*Directions for this task:*
In the material below, which lines hold the word "clicks"? Pick each one out.

*Excerpted records:*
- - - - -
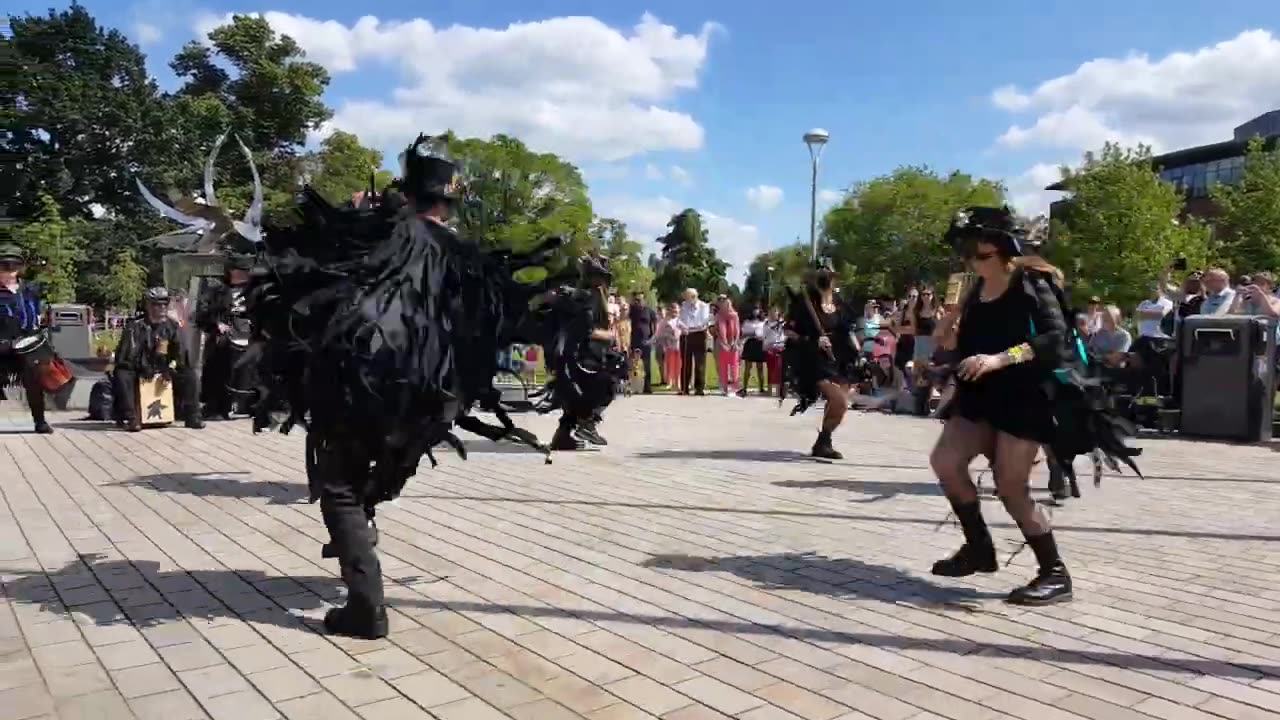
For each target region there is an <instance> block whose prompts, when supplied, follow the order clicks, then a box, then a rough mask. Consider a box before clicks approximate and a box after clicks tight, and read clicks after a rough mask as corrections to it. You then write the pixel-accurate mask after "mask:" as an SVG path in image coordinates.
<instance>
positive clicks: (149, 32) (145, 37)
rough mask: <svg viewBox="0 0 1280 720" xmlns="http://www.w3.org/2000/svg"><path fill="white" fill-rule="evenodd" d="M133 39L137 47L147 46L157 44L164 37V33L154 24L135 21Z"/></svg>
mask: <svg viewBox="0 0 1280 720" xmlns="http://www.w3.org/2000/svg"><path fill="white" fill-rule="evenodd" d="M133 37H134V38H136V40H137V41H138V45H142V46H147V45H151V44H154V42H159V41H160V38H161V37H164V31H163V29H160V26H156V24H154V23H148V22H146V20H137V22H136V23H133Z"/></svg>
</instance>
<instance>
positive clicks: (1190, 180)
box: [1160, 156, 1244, 197]
mask: <svg viewBox="0 0 1280 720" xmlns="http://www.w3.org/2000/svg"><path fill="white" fill-rule="evenodd" d="M1243 173H1244V158H1240V156H1238V158H1224V159H1221V160H1211V161H1208V163H1193V164H1190V165H1183V167H1179V168H1169V169H1165V170H1161V172H1160V178H1161V179H1164V181H1167V182H1171V183H1174V184H1175V186H1178V188H1179V190H1181V191H1183V192H1185V193H1187V195H1189V196H1192V197H1206V196H1208V188H1210V187H1212V186H1213V184H1215V183H1221V184H1235V183H1238V182H1240V176H1242V174H1243Z"/></svg>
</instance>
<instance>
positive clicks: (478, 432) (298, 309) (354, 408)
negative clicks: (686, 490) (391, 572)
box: [248, 136, 589, 638]
mask: <svg viewBox="0 0 1280 720" xmlns="http://www.w3.org/2000/svg"><path fill="white" fill-rule="evenodd" d="M403 160H404V161H403V170H404V172H403V178H402V181H401V190H402V192H403V196H404V201H406V202H404V204H403V206H402V208H399V209H394V208H392V206H390V205H392V204H390V202H383V204H380V205H379V206H378V208H372V209H342V210H340V209H335V208H332V206H329V205H328V204H326V202H325V201H324V200H323V199H321V197H319V196H317V195H316V193H314V192H311V191H305V193H303V197H302V201H301V204H300V208H298V213H300V218H298V220H300V222H298V223H296V224H293V225H289V227H275V228H268V233H266V238H265V246H266V254H265V258H264V263H262V264H261V266H260V269H259V270H257V272H255V275H253V279H252V281H251V283H250V307H248V315H250V318H251V320H252V322H253V325H255V342H253V345H252V347H251V350H250V355H248V361H250V363H255V364H256V365H257V370H259V379H260V382H261V383H262V397H261V400H260V402H259V407H257V414H256V418H255V429H264V428H266V427H269V425H273V424H274V423H275V419H276V418H279V415H280V414H282V413H283V414H284V415H285V419H284V421H283V425H282V430H285V432H287V430H288V429H289V428H291V427H292V425H293V424H296V423H303V424H305V427H306V429H307V473H308V479H310V482H311V489H312V501H314V500H316V498H319V501H320V507H321V514H323V516H324V521H325V525H326V527H328V529H329V533H330V543H329V544H328V546H326V548H325V550H326V551H328V553H329V555H335V556H337V557H338V560H339V564H340V566H342V577H343V580H344V582H346V584H347V588H348V596H347V605H346V606H344V607H340V609H334V610H333V611H330V612H329V614H328V615H326V618H325V625H326V628H328V629H329V630H330V632H334V633H342V634H352V635H358V637H370V638H372V637H381V635H384V634H387V615H385V610H384V607H383V584H381V570H380V564H379V560H378V555H376V552H375V550H374V546H375V543H376V530H375V528H374V525H372V518H374V509H375V506H376V505H378V503H379V502H383V501H388V500H393V498H396V497H397V496H398V495H399V492H401V489H402V488H403V487H404V483H406V482H407V480H408V479H410V478H411V477H412V475H413V474H415V473H416V471H417V466H419V462H420V460H421V459H422V457H424V456H428V457H429V459H430V460H431V462H433V464H434V457H431V450H433V447H435V446H438V445H440V443H445V445H449V446H452V447H454V448H456V450H457V451H458V452H460V455H462V456H463V457H465V450H463V447H462V443H461V442H460V441H458V438H457V437H456V436H454V434H453V433H452V428H453V427H454V424H457V425H458V427H460V428H462V429H466V430H468V432H474V433H477V434H481V436H484V437H489V438H493V439H499V438H504V437H506V438H511V439H513V441H517V442H524V443H526V445H530V446H534V447H538V448H539V450H543V451H545V448H544V447H541V446H540V445H539V443H538V441H536V438H534V436H532V434H530V433H527V432H525V430H521V429H518V428H516V427H515V425H513V424H512V423H511V420H509V419H508V418H507V414H506V410H507V407H506V406H504V405H503V402H502V398H500V396H499V393H498V391H497V389H495V388H494V387H493V382H494V377H495V374H497V372H498V351H499V348H502V347H504V346H507V345H509V343H511V342H513V341H517V340H540V338H539V337H530V336H540V334H544V333H549V334H550V336H552V337H562V338H563V343H564V346H566V347H572V348H576V347H579V342H580V340H584V338H576V337H573V336H575V333H576V332H579V331H580V329H581V318H582V314H581V313H573V311H570V310H566V309H564V307H561V306H559V305H557V304H554V302H553V304H552V307H553V309H554V307H561V310H564V315H566V316H558V315H556V313H554V310H552V314H549V315H547V316H544V318H543V319H544V322H543V323H536V322H532V320H531V318H530V316H527V313H529V309H527V306H529V300H530V299H531V297H534V296H535V295H538V292H539V288H532V287H527V286H520V284H518V283H516V282H515V281H513V279H512V272H515V270H518V269H521V268H524V266H530V265H538V264H541V263H543V261H544V260H545V258H547V255H548V254H549V252H550V251H552V250H554V247H556V245H557V242H556V241H550V242H547V243H544V245H543V246H540V247H539V249H536V250H535V251H534V252H530V254H524V255H513V254H509V252H484V251H483V250H481V249H480V247H479V245H476V243H474V242H467V241H463V240H462V238H460V237H458V236H457V234H456V233H454V232H453V231H452V229H451V228H449V227H447V225H445V224H444V223H445V220H447V214H448V213H449V211H451V210H452V206H453V204H454V202H456V200H457V192H458V186H457V179H456V176H454V173H456V168H454V165H453V164H452V163H449V161H448V160H445V159H444V158H443V156H440V154H439V149H438V147H436V145H435V142H434V141H433V140H431V138H428V137H422V136H420V137H419V140H417V141H416V142H415V143H413V145H412V146H411V147H410V149H408V151H407V152H406V155H404V156H403ZM588 316H589V315H588ZM570 356H571V357H572V356H576V352H570ZM553 370H557V372H558V370H559V368H553ZM563 379H564V378H563V377H559V375H558V377H557V378H556V379H554V383H556V384H557V387H554V388H553V389H552V391H550V393H549V395H552V396H553V397H557V398H558V397H559V386H558V383H562V382H563ZM564 402H568V401H567V400H566V401H564ZM472 409H479V410H488V411H492V413H495V414H497V415H498V419H499V421H500V423H502V427H494V425H490V424H488V423H484V421H481V420H479V419H477V418H474V416H471V415H468V413H470V411H471V410H472Z"/></svg>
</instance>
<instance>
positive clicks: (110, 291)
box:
- - - - -
*Output:*
For each target region there is an <instance> block whose prompts, when supplied, follow the order clicks, then a box, then a rough mask. Consider a box before clicks approximate and a box after clicks tight, and read clicks after a rough mask as corrections to it. You then write the pixel-accurate mask after "mask:" as an SVG path in image coordinates.
positive clicks: (149, 32) (145, 37)
positive clicks: (1190, 180)
positive clicks: (478, 432) (298, 309) (354, 408)
negative clicks: (686, 490) (391, 572)
positive clicks: (110, 291)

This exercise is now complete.